▶ ITEMS:
# # # # # # #
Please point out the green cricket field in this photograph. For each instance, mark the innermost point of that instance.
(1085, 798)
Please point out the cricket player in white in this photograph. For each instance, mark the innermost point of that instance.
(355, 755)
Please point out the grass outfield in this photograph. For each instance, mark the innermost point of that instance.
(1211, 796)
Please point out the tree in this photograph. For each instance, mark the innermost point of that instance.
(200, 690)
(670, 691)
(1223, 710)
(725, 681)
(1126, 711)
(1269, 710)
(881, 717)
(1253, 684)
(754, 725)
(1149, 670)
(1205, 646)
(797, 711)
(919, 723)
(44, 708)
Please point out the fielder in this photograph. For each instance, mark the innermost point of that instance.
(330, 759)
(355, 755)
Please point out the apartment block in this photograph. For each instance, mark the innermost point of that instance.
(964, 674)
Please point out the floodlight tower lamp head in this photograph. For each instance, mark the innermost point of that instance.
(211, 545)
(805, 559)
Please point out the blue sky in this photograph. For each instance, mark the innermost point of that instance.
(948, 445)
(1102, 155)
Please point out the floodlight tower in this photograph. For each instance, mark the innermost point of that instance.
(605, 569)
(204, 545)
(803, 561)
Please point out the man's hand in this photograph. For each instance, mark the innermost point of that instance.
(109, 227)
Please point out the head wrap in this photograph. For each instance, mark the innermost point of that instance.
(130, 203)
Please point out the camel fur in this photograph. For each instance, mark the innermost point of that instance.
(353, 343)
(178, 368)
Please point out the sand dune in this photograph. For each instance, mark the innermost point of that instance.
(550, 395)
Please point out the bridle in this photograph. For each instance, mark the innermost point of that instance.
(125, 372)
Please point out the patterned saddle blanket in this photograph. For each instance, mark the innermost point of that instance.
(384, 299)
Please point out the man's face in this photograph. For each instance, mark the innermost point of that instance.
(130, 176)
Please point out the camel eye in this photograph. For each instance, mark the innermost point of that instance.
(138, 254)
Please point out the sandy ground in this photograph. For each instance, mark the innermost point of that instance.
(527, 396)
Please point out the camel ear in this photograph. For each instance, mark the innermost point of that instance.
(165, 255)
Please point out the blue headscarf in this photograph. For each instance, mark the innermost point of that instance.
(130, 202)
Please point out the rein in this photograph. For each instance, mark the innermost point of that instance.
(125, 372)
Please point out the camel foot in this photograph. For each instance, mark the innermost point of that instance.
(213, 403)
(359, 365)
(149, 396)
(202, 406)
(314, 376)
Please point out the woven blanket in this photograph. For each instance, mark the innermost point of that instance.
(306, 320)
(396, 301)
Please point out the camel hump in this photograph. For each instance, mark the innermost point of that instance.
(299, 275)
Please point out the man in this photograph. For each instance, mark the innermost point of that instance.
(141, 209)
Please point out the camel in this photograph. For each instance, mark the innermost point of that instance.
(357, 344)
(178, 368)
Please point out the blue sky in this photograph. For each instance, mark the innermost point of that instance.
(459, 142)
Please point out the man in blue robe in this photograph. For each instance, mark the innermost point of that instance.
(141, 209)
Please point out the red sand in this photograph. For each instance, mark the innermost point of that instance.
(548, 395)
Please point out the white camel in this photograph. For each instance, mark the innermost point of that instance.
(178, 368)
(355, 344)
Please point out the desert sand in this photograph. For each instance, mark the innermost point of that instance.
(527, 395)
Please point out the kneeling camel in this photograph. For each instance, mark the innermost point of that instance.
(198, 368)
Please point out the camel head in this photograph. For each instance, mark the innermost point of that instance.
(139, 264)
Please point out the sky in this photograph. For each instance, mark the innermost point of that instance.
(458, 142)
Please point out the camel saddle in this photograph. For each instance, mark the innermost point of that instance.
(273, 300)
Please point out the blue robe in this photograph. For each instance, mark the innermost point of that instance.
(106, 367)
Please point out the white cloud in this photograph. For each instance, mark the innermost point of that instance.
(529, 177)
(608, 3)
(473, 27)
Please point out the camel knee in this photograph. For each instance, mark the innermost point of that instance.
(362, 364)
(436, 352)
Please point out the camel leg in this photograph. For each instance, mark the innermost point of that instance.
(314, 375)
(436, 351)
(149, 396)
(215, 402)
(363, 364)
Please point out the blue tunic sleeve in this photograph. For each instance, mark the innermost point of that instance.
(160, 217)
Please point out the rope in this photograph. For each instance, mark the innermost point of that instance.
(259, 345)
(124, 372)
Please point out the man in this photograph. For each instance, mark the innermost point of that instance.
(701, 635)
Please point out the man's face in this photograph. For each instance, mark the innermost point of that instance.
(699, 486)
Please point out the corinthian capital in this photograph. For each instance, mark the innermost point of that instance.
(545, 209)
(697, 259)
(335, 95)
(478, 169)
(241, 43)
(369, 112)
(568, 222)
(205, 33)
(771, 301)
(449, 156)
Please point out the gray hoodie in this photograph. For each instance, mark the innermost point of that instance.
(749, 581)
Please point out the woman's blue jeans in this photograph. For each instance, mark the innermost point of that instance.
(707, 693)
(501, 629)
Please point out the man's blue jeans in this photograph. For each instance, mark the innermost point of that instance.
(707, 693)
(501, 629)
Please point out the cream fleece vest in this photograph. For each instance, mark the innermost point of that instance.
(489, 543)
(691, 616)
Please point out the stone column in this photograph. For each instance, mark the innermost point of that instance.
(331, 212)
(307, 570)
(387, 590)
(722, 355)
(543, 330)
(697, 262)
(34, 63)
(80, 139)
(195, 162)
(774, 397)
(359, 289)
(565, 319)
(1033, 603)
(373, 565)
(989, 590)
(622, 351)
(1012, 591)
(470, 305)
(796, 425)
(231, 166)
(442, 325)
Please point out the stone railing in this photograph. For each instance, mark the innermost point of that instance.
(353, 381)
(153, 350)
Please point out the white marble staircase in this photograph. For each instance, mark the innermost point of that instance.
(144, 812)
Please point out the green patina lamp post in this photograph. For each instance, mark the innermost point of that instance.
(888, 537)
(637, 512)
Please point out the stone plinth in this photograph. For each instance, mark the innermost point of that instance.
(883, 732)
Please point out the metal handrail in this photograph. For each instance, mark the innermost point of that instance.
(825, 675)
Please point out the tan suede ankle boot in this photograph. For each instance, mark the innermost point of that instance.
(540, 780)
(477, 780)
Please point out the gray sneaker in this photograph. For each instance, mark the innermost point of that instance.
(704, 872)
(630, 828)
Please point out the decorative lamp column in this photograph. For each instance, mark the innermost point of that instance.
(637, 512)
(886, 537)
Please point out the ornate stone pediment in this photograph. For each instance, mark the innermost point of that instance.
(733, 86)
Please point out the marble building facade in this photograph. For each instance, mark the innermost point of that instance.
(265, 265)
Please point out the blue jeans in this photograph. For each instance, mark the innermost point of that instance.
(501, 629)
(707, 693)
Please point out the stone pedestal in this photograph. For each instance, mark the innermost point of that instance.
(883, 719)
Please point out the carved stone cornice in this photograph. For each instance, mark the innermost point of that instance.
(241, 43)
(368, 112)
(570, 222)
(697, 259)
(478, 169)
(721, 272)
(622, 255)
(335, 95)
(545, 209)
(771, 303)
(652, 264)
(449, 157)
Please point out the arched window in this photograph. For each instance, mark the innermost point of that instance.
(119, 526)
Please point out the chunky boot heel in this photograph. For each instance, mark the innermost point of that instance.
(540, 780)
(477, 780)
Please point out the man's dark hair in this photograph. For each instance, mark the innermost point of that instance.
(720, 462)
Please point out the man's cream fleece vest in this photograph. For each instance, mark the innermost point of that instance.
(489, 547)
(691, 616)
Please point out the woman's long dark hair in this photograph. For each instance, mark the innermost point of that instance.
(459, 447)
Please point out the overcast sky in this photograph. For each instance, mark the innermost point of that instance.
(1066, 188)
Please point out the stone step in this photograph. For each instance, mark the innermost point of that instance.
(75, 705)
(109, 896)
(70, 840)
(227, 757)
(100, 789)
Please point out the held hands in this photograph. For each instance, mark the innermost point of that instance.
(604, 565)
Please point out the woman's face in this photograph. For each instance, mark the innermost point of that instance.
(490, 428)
# # # # # # #
▶ DIRECTIVE: Convert the lines from the one containing "Please point out the cricket" through the one containing "(1211, 796)", both included, into a two-column CSV with the headers instruction and output, giving one row per line and its answer. Put each value in a single double-quoted field and replace any line breaks in it with spaces.

▶ TASK SOLUTION:
instruction,output
"Please point out the cricket player in white in this photograph. For each instance, mark the innermost point of that instance.","(355, 755)"
"Please point out the grass outfield in this photograph. For each instance, mark the innermost point of that instance.","(1211, 796)"